## EXERCISE OBJECTIVE
Check each line of the data, and copy those where "strip" appears.

## EXTRACTED ENTRIES

————

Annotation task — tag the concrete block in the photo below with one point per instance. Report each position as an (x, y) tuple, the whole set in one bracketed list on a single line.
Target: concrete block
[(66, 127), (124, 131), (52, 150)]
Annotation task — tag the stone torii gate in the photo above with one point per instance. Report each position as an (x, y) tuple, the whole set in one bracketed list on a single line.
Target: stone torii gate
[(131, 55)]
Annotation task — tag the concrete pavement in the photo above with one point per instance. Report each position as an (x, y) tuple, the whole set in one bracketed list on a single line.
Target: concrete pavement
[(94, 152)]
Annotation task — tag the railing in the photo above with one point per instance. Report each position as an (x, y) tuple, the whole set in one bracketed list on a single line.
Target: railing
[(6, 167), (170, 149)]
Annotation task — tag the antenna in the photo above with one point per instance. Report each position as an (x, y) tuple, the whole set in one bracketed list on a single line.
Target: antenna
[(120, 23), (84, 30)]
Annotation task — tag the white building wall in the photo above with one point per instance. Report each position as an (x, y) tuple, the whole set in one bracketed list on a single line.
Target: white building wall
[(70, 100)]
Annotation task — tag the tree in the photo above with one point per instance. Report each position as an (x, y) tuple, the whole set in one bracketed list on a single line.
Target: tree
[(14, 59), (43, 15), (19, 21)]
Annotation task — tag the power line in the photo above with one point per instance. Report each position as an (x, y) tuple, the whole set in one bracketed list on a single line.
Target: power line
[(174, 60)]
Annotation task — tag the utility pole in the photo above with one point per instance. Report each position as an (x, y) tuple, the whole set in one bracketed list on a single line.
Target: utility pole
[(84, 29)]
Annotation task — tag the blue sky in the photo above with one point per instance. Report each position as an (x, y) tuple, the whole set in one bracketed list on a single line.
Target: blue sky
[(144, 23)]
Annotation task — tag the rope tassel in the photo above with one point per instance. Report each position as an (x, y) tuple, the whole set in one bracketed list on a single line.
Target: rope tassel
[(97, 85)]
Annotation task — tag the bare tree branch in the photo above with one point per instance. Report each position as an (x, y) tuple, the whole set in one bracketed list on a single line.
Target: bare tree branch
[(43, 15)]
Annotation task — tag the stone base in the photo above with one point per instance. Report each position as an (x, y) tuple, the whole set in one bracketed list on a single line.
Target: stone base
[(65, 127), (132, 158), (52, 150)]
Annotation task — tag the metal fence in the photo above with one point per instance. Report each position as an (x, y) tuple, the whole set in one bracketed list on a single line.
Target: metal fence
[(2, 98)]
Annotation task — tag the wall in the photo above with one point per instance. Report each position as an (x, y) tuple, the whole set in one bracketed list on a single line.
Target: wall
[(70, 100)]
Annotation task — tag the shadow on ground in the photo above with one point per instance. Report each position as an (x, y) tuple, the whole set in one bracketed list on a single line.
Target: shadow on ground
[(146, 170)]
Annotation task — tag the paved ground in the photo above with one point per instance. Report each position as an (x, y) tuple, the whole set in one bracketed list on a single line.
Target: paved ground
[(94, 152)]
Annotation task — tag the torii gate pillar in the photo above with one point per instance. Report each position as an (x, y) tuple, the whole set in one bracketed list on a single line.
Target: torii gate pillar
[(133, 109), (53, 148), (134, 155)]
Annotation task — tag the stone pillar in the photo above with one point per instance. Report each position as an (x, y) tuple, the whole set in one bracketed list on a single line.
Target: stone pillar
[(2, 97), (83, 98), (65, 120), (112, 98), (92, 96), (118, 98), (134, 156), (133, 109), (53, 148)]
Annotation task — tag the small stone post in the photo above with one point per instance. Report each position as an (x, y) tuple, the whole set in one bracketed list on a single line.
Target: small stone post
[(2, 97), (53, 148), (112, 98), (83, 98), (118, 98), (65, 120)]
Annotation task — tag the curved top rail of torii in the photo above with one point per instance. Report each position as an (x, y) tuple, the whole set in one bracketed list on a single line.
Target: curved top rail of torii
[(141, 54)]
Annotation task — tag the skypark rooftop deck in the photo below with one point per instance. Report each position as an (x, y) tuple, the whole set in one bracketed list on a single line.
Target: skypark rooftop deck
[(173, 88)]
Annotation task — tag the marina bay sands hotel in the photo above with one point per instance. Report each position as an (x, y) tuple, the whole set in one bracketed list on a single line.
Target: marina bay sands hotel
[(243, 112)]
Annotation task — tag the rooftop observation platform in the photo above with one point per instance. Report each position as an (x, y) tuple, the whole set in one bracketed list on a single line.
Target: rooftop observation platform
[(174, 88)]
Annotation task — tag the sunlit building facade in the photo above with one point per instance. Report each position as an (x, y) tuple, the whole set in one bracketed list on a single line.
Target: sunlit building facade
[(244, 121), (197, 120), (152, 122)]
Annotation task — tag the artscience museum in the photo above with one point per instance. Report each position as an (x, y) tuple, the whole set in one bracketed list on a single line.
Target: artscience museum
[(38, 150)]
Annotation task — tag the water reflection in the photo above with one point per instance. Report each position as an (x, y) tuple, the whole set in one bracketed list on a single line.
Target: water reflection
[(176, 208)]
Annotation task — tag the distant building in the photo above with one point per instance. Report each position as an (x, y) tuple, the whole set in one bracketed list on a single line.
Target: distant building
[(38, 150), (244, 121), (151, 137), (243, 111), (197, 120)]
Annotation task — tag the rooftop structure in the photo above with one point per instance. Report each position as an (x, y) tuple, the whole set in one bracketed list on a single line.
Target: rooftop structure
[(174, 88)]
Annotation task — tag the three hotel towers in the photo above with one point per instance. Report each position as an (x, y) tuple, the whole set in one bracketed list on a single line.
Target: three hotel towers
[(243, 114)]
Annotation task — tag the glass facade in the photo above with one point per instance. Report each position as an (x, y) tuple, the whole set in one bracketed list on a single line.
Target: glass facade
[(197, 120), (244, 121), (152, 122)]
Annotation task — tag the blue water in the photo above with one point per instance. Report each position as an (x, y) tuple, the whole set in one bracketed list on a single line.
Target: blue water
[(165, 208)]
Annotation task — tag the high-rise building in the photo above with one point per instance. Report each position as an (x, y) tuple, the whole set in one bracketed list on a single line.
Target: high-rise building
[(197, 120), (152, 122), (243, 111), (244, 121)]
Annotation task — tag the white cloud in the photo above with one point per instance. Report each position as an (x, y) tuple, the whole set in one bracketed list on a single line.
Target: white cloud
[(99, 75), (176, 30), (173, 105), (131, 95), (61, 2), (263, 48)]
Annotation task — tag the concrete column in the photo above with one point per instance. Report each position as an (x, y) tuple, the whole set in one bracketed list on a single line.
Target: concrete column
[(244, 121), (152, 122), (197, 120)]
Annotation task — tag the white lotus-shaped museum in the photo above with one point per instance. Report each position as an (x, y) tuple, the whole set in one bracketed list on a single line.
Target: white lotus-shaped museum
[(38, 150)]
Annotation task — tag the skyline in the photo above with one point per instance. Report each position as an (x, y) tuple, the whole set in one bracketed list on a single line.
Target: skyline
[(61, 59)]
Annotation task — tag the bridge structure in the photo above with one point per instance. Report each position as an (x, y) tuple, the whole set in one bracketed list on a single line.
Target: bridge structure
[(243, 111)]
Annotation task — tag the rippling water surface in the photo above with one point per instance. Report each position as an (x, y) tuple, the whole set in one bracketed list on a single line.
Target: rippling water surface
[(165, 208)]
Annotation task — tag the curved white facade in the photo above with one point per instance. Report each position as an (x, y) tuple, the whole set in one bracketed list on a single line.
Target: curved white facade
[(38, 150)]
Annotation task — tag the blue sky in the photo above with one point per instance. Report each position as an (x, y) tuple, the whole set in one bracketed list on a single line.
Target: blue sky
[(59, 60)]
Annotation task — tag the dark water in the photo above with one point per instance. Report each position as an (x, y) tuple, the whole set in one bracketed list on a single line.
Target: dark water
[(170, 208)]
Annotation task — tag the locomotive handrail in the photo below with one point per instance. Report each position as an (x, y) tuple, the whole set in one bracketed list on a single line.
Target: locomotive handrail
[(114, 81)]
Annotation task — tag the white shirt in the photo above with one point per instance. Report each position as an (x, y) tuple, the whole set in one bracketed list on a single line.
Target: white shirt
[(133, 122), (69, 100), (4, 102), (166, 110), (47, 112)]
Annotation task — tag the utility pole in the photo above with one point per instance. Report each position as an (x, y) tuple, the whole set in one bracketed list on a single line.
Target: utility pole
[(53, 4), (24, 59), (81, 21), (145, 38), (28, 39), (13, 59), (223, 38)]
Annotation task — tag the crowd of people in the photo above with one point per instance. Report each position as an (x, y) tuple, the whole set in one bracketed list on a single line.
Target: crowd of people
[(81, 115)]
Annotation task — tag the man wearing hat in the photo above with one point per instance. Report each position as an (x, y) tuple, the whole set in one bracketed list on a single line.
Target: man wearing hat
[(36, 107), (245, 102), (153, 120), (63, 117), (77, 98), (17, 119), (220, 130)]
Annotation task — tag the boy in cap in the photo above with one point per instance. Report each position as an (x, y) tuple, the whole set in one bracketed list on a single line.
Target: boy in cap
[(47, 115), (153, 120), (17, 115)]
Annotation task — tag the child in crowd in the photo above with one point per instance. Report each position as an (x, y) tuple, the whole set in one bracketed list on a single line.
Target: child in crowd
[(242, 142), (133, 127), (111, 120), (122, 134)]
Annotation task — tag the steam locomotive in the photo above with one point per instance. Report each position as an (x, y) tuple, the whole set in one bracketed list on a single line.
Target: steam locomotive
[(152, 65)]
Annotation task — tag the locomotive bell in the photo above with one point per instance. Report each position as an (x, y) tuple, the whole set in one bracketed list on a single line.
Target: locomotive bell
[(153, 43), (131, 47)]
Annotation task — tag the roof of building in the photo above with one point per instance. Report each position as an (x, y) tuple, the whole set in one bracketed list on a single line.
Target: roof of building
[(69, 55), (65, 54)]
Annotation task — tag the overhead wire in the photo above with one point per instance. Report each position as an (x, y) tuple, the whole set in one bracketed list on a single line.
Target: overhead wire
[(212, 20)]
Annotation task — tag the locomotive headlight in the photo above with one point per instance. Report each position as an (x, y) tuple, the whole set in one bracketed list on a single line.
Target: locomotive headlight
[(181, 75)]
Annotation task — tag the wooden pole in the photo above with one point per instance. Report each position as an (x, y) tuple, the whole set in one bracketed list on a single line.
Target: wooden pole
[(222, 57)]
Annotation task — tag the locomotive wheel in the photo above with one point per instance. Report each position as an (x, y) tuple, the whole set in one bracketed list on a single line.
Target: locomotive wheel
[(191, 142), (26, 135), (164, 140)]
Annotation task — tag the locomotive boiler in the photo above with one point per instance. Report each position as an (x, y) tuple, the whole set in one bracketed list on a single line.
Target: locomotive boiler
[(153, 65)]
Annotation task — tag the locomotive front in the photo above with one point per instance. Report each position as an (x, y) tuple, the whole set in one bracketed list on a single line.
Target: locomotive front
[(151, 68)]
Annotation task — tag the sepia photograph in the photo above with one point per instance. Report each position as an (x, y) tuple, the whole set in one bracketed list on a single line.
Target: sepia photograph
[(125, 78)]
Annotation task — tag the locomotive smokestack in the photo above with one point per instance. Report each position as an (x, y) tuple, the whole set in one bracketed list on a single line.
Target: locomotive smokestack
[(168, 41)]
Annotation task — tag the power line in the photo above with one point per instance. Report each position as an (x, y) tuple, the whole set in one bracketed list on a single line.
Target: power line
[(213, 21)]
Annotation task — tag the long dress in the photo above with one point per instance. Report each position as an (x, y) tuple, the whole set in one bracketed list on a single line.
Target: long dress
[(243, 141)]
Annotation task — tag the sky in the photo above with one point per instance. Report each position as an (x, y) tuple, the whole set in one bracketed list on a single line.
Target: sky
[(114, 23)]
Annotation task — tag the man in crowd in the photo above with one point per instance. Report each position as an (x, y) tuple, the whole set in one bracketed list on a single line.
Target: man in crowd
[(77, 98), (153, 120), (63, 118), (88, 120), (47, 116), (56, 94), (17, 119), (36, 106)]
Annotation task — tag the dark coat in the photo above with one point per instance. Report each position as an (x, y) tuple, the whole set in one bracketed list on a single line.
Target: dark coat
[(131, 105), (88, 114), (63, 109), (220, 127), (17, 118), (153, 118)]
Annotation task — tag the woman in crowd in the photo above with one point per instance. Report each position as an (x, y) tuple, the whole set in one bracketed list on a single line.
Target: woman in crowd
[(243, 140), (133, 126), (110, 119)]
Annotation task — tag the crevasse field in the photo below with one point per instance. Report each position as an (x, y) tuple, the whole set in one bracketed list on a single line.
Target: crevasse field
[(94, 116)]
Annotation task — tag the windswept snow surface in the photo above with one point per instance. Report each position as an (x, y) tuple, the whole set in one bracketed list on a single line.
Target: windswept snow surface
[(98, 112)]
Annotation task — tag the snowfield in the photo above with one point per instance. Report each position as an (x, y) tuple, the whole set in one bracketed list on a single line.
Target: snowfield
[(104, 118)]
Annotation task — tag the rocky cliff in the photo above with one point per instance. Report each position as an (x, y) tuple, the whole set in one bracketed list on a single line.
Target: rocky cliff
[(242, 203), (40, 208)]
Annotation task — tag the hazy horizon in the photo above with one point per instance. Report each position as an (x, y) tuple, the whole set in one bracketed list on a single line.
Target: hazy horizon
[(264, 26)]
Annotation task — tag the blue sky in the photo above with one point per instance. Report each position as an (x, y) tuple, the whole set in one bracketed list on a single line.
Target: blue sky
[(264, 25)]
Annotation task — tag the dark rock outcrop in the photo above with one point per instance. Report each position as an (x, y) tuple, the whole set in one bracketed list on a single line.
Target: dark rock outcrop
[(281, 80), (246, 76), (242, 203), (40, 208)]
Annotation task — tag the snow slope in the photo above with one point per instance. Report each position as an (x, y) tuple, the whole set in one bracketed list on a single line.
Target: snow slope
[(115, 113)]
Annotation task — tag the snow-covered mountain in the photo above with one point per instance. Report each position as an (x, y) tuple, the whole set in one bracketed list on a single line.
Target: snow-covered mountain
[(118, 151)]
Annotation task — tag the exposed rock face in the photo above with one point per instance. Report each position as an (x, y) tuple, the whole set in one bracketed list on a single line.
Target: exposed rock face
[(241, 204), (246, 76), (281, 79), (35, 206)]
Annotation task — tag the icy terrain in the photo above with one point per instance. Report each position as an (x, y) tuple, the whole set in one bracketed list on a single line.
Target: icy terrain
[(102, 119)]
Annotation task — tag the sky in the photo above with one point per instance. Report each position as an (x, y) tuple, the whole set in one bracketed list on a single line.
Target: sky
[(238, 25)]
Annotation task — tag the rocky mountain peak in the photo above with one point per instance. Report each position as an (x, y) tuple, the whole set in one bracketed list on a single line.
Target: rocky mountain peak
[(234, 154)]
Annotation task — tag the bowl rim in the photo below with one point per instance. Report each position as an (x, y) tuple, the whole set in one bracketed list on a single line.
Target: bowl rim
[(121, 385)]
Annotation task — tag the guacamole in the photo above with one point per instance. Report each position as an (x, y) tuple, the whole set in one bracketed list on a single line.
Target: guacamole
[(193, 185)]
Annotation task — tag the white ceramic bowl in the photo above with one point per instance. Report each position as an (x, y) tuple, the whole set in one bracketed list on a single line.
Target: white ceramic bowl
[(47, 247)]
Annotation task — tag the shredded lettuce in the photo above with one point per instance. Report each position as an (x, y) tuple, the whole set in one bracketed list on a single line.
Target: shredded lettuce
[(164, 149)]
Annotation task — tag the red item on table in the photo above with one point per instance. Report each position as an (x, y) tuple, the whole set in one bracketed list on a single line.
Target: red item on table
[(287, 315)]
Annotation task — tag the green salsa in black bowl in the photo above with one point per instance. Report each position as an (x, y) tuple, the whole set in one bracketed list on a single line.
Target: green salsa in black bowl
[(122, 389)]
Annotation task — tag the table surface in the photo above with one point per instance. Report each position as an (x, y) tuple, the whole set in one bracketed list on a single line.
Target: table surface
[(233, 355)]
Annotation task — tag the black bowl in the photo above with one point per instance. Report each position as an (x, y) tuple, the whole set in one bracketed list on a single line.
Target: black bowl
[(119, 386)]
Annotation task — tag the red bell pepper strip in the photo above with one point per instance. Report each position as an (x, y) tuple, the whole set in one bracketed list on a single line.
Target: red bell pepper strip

————

## RESULT
Annotation task — tag the red bell pepper strip in the photo above with one point per instance. Report each position as an (x, y) tuple, the whole set in one bracketed list on a single line.
Target: red bell pepper strip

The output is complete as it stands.